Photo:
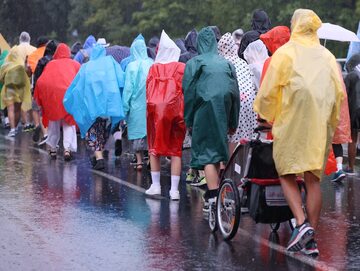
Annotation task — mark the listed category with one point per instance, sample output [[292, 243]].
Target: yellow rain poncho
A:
[[16, 84], [301, 94]]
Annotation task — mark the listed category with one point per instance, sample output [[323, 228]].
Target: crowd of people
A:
[[208, 89]]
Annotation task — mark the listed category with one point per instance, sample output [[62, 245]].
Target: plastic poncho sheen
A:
[[301, 94], [95, 91], [134, 94], [212, 102], [53, 83], [165, 101]]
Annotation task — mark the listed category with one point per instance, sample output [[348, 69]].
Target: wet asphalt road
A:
[[64, 216]]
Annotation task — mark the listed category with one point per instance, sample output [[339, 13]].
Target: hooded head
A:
[[167, 51], [260, 21], [138, 49], [227, 46], [50, 48], [275, 38], [191, 40], [97, 52], [353, 62], [89, 42], [304, 26], [62, 51], [206, 42], [256, 52]]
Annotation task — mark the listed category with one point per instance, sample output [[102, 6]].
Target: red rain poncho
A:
[[165, 101], [53, 83]]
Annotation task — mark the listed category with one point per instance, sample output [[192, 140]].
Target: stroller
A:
[[250, 183]]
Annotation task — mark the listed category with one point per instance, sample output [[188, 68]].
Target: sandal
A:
[[67, 156]]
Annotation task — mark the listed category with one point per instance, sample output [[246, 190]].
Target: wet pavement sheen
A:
[[56, 215]]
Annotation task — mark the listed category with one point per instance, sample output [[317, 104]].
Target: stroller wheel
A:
[[228, 209], [275, 226]]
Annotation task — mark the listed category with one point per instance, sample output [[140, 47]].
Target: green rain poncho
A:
[[212, 102]]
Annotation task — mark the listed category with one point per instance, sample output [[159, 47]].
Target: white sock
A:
[[175, 183], [155, 177]]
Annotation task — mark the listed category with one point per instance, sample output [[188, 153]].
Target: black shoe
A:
[[36, 135], [100, 164], [118, 148]]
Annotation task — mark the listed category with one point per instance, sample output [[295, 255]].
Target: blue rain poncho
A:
[[95, 91], [134, 94]]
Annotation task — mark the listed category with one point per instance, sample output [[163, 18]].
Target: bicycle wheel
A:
[[228, 209]]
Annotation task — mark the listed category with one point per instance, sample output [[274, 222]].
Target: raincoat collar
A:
[[62, 51], [206, 42], [275, 38], [138, 48], [190, 41], [304, 26], [89, 42], [227, 46], [168, 51], [260, 21], [97, 52]]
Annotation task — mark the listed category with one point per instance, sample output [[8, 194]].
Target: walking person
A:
[[301, 95]]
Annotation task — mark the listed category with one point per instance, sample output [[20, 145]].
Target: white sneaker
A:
[[153, 190], [174, 195]]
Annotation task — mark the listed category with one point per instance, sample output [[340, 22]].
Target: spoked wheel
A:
[[212, 216], [275, 226], [228, 209]]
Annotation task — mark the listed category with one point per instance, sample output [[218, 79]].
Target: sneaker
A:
[[350, 171], [12, 133], [199, 182], [300, 237], [338, 176], [118, 148], [36, 135], [311, 249], [174, 195], [100, 164], [153, 190], [43, 140]]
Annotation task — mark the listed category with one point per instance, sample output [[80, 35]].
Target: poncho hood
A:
[[256, 52], [168, 51], [275, 38], [304, 26], [191, 40], [89, 42], [260, 21], [353, 62], [227, 46], [206, 42], [62, 51], [97, 52]]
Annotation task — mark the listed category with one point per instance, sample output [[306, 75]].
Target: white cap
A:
[[102, 42]]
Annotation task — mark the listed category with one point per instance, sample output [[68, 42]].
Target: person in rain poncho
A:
[[256, 55], [352, 82], [134, 98], [49, 94], [190, 45], [83, 55], [165, 114], [260, 24], [247, 117], [15, 94], [93, 97], [212, 105], [301, 94]]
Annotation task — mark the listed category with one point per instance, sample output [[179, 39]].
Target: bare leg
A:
[[293, 197], [212, 176], [313, 198], [352, 149]]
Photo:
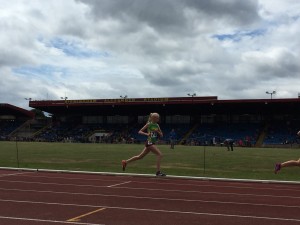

WHAT YOU HAVE TO DO –
Only the pictures stay behind; everything else in the data above is to be retyped exactly.

EXERCISE SOLUTION –
Photo:
Annotation task — mark the listed category with one point per instance, sample output [[292, 243]].
Target: yellow rain poncho
A:
[[16, 84], [301, 94]]
Annotation task — mark the listed category with one point per instance, sample output [[323, 228]].
Target: crowd of people
A:
[[208, 89]]
Annotation task — mark the listed category with one point per instance, sample output [[62, 245]].
Target: plastic poncho sheen
A:
[[301, 94], [95, 91], [134, 94], [212, 102], [53, 83], [165, 101]]
Annotation task — mark the listed category with one point per instance, sample output [[348, 69]].
Target: wet asphalt road
A:
[[64, 216]]
Annotation task — mark the listed category with one point per instance, sample output [[339, 13]].
Target: hooded head
A:
[[167, 51], [260, 21], [138, 49], [227, 46], [50, 48], [275, 38], [191, 40], [97, 52], [353, 62], [89, 42], [304, 26], [62, 51], [206, 42], [256, 52]]
Annotation task — mark the listed category with one point per instance, sample output [[102, 6]].
Target: red rain poncho
A:
[[165, 101], [53, 83]]
Annotation task — mark the listed category with one point per instance, sample output [[192, 140]].
Target: stroller
A:
[[250, 183]]
Annotation task — mark the listed category with one point per instance, sample output [[188, 68]].
Target: sandal
A:
[[67, 156]]
Annotation task — mark the listed category with one point per instance, sample output [[246, 190]].
Target: wet pavement sheen
A:
[[56, 215]]
Annotation task — mark the listed category with one point per instance, sample output [[317, 104]].
Target: stroller wheel
A:
[[228, 209], [275, 226]]
Annotation task — mark the listed category with one point per instance, sample output [[140, 47]].
Target: green rain poncho
A:
[[212, 102]]
Annotation task — mark the listed category with one point per instance, sample output [[159, 47]].
Target: white sock
A:
[[175, 183], [155, 177]]
Annotation task — mark the listed category with one point per instance, sample output [[188, 153]].
Target: black shoe
A:
[[36, 135], [100, 164], [118, 148]]
Annotation task — mark the listed category with one point per instance, sample output [[295, 255]].
Target: blue rain poncho
A:
[[95, 91], [134, 94]]
Annotation task — mark the listed category with one point per instance, sample output [[163, 18]].
Target: bicycle wheel
A:
[[228, 209]]
Annotation task — mark the listed category with one point per instance, sample output [[274, 222]].
Target: raincoat collar
A:
[[62, 51], [206, 42], [275, 38], [138, 48], [190, 41], [304, 26], [89, 42], [227, 46], [168, 51], [260, 21], [97, 52]]
Annotation task — mark the listed category with one point per instance, sample output [[8, 194]].
Target: walking person
A:
[[301, 95]]
Annotation task — mark the listed category with one point per instance, sample output [[20, 145]].
Target: white sneaker
A:
[[153, 190], [174, 195]]
Annotation task — mark the listed category with one point per instance, sample output [[340, 22]].
Target: spoked wheel
A:
[[212, 216], [275, 226], [228, 209]]
Annotation task — mark the listed category with one point per instance, sample output [[218, 79]].
Target: sneaker
A:
[[350, 171], [12, 133], [199, 182], [300, 237], [338, 176], [118, 148], [36, 135], [311, 249], [174, 195], [100, 164], [153, 190], [43, 140]]
Annotation task — mark the listed category with one point per instance, sample output [[80, 35]].
Target: poncho hood
A:
[[256, 52], [168, 51], [275, 38], [304, 26], [191, 40], [89, 42], [260, 21], [353, 62], [227, 46], [206, 42], [62, 51], [97, 52]]
Annotation task — mark the listed category with one point per instance, sample output [[306, 75]].
Target: white cap
A:
[[102, 42]]
Annotation task — mark the listed category with one point per instance, sample output [[68, 42]].
Target: person in rain poncho
A:
[[256, 55], [352, 82], [134, 98], [49, 94], [190, 45], [83, 55], [165, 114], [260, 24], [247, 117], [15, 94], [93, 97], [212, 105], [301, 94]]
Annotation task — mark the listed category with one point per instance, sample output [[179, 39]].
Target: bare leg
A:
[[293, 197], [212, 176], [313, 198], [352, 149]]
Photo:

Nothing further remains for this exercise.